═══ AVAILABLE RECORDS

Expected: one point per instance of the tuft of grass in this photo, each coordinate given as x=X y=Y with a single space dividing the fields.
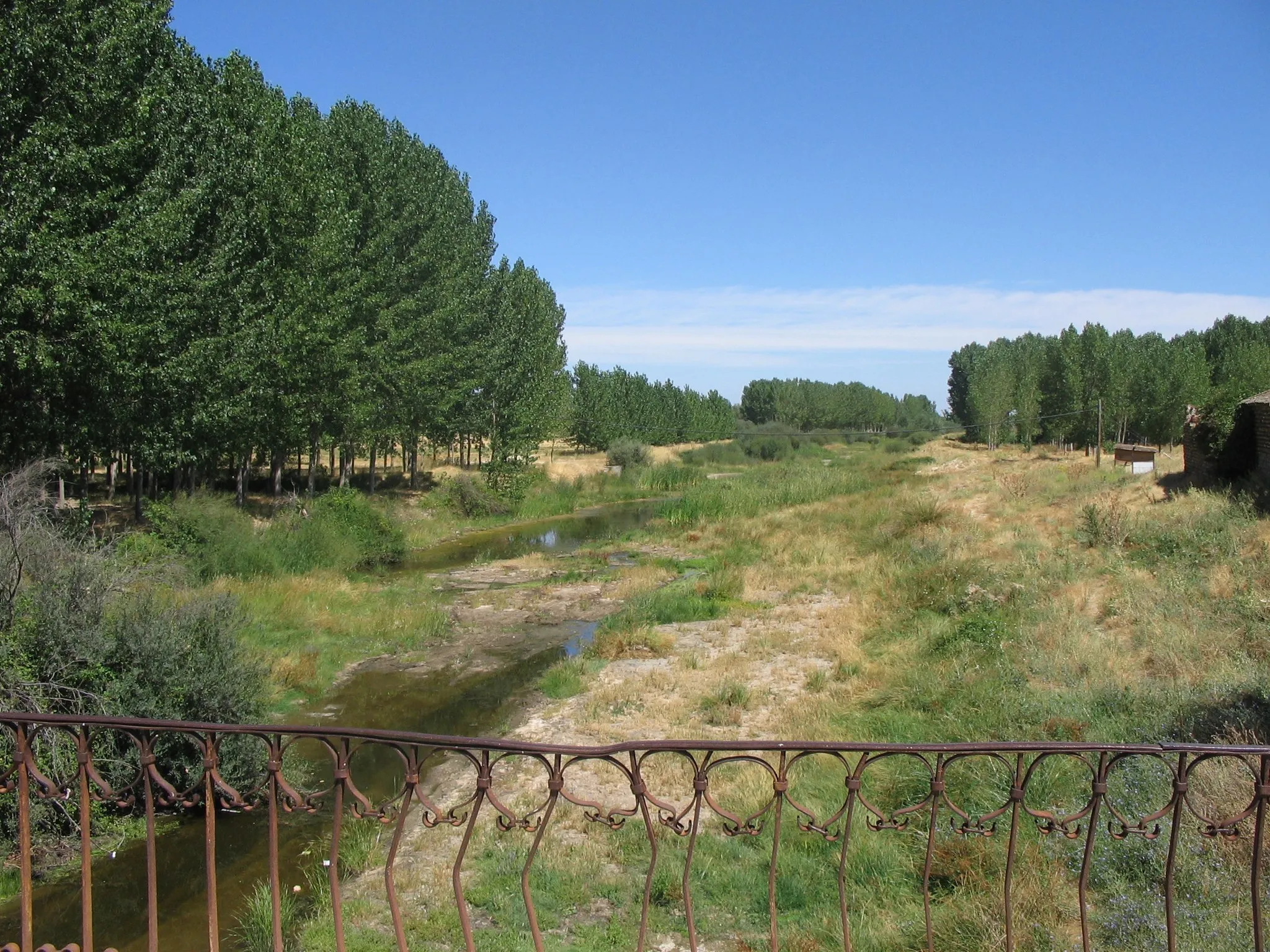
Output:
x=922 y=511
x=567 y=678
x=726 y=702
x=685 y=601
x=817 y=681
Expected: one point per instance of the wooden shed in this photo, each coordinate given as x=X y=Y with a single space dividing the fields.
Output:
x=1139 y=459
x=1260 y=408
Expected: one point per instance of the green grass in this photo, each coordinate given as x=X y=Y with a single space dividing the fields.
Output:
x=568 y=677
x=761 y=489
x=339 y=530
x=310 y=627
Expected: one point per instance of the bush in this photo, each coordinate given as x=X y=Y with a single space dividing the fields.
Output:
x=628 y=454
x=670 y=478
x=729 y=454
x=1104 y=526
x=468 y=498
x=376 y=539
x=254 y=928
x=726 y=703
x=567 y=678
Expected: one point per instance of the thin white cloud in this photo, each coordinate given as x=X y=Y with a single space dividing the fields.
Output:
x=744 y=328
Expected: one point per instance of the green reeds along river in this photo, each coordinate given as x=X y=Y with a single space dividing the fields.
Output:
x=380 y=695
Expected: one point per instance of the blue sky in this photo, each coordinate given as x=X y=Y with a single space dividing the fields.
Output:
x=838 y=191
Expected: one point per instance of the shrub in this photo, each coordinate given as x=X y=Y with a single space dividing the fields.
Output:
x=726 y=703
x=1104 y=526
x=563 y=679
x=628 y=454
x=471 y=499
x=343 y=530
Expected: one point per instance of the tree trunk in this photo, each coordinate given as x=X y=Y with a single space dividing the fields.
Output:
x=276 y=464
x=241 y=484
x=314 y=450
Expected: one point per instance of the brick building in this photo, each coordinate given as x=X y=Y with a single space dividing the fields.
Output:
x=1260 y=408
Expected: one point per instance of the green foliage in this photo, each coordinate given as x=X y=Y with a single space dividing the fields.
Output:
x=611 y=405
x=761 y=489
x=567 y=678
x=473 y=499
x=683 y=601
x=808 y=405
x=982 y=628
x=213 y=284
x=628 y=454
x=342 y=531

══════

▶ INSTRUCTION: Rewrite all the records above, swapping every "photo" for "image" and keeping everything else the same. Leave the pictures out of your answer.

▶ WRITTEN RESPONSE:
Expected: one point per instance of the tuft of grass in this image, each coordinate given as x=X y=Y with a single space dividing the fields.
Output:
x=922 y=511
x=567 y=678
x=726 y=702
x=685 y=601
x=817 y=681
Expected: one point per instance of the wooden shed in this image, each coordinate given as x=X y=Y with a single space dividing the fields.
Output:
x=1139 y=459
x=1260 y=408
Expected: one point per instance of the green grass in this image, each coordinate given as x=X y=Y with a single space dividing the fields.
Output:
x=568 y=677
x=761 y=489
x=339 y=530
x=310 y=627
Expected: one point per instance of the bush in this image, each coordinate given as x=X y=Y with a single space dividing the fields.
Output:
x=628 y=454
x=670 y=478
x=729 y=454
x=1104 y=526
x=468 y=498
x=376 y=539
x=254 y=928
x=726 y=703
x=567 y=678
Expected: one point per instance of the thin white cloud in this image, each coordinate given as x=X y=Y with a single space dividing the fields.
Output:
x=744 y=328
Expected: one point per instance of the green reeds along river in this image, each coordinate given as x=X y=Y with a single space dividing the fields.
Output:
x=380 y=695
Expected: one point per instance of the blue sky in this image, each coordinate given as x=X y=Y with a single space dividing the fields.
Output:
x=838 y=191
Expected: one point per instance of the shrub in this image, each coordinate given as x=X y=Y with a single space dividing the fields.
Output:
x=726 y=703
x=1104 y=526
x=563 y=679
x=628 y=454
x=471 y=499
x=343 y=530
Expected: one point per instance of the tree trunk in this image, each coordinate given as x=X y=Y with a single space dividing the fields.
Output:
x=276 y=464
x=241 y=484
x=314 y=450
Expected: one point per instance of the brick building in this image, each coordinate given as x=X y=Y with a single space dividing the fields.
Output:
x=1260 y=408
Expected: one point per instance of the green foliage in this image, each coordinate given as x=X y=Y with a single space dividing the fields.
Output:
x=611 y=405
x=761 y=489
x=567 y=678
x=473 y=499
x=683 y=601
x=808 y=405
x=982 y=628
x=213 y=284
x=628 y=454
x=342 y=531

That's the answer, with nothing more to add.